[Lines of data]
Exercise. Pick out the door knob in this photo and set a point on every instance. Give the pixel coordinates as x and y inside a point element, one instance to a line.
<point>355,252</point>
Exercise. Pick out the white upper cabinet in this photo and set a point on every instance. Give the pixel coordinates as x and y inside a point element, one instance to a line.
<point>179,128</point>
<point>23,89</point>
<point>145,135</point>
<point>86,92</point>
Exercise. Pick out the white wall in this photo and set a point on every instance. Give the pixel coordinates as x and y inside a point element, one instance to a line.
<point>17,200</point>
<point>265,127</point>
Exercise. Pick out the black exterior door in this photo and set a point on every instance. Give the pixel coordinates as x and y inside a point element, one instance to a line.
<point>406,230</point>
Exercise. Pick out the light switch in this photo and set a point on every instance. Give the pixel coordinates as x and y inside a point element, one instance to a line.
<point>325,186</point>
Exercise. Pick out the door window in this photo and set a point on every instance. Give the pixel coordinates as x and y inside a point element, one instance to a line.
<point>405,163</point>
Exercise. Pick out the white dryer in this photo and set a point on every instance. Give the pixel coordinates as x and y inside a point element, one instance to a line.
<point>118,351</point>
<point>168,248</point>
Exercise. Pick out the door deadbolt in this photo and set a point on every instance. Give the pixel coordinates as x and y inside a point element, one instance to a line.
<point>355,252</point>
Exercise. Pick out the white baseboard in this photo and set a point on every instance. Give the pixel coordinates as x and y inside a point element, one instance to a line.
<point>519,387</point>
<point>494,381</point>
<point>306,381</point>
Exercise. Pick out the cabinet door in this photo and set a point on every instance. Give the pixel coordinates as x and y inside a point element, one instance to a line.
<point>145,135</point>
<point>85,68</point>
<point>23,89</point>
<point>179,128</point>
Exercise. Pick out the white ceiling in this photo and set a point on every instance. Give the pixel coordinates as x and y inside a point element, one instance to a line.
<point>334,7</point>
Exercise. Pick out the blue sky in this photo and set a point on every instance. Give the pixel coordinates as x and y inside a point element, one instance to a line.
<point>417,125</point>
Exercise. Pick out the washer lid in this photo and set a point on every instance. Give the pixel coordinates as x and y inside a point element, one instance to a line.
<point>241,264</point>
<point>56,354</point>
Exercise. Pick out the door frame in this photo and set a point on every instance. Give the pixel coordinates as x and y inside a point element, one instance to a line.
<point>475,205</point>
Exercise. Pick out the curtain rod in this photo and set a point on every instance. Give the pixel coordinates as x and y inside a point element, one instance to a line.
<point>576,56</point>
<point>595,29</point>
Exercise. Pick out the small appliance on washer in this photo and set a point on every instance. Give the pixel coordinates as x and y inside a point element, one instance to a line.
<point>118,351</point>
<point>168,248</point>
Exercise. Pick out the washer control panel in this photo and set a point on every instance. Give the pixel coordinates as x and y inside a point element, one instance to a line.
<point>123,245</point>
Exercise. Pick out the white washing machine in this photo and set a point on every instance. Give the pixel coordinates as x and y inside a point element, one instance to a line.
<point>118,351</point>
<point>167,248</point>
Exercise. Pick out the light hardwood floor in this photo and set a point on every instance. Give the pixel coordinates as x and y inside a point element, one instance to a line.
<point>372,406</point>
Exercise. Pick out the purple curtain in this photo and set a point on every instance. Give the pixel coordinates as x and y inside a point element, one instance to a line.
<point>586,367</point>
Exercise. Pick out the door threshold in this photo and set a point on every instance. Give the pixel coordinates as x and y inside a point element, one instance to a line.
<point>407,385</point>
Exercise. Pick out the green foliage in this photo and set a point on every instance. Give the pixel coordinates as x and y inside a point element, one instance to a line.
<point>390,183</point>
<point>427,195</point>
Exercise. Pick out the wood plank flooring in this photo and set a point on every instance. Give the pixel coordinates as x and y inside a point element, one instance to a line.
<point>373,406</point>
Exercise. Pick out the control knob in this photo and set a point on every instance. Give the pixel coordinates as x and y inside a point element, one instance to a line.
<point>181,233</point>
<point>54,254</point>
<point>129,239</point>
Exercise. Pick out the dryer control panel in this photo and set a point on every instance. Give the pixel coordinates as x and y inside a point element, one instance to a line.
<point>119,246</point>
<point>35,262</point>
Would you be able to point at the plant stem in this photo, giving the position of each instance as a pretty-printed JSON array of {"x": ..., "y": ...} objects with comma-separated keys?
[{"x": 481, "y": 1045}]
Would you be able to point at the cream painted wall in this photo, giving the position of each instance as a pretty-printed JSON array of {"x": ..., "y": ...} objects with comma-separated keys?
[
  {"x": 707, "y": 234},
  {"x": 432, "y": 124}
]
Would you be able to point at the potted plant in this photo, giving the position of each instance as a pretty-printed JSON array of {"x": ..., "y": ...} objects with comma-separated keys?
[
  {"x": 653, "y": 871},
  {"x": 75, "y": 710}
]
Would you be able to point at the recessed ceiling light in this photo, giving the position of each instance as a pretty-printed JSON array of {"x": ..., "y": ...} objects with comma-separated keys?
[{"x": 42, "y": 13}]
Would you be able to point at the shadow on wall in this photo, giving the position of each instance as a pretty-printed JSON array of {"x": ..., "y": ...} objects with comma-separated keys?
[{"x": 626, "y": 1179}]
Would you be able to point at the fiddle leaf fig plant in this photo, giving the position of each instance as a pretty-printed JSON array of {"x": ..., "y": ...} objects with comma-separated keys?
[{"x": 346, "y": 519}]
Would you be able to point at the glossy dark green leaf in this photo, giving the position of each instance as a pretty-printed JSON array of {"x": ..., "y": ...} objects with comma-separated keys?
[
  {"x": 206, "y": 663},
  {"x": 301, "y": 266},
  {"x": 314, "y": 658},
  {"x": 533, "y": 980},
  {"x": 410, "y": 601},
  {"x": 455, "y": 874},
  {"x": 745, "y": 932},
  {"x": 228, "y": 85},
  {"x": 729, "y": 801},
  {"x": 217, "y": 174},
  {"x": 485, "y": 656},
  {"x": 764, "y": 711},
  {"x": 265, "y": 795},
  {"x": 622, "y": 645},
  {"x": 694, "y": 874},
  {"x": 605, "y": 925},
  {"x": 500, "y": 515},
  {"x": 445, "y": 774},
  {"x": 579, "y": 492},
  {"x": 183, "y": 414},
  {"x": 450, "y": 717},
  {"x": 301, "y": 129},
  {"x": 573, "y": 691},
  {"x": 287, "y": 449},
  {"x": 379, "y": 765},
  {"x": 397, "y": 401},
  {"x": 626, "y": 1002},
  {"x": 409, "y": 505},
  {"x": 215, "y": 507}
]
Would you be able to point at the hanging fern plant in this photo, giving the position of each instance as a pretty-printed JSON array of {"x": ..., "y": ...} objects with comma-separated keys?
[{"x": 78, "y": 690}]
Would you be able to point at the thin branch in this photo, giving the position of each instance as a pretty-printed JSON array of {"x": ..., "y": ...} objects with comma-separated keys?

» **Your task**
Rewrite the material from the line containing "Exercise. Pick out the light hardwood" through the line containing "<point>372,406</point>" as a two-column CSV headed text and answer, one row per item, with each field quoted and any line breaks turned into spaces.

» **Output for this task**
text,answer
"Exercise. Pick out the light hardwood floor in this photo and set a point on every instance. Give the pixel coordinates as x and y inside a point element, one instance to a line.","<point>372,406</point>"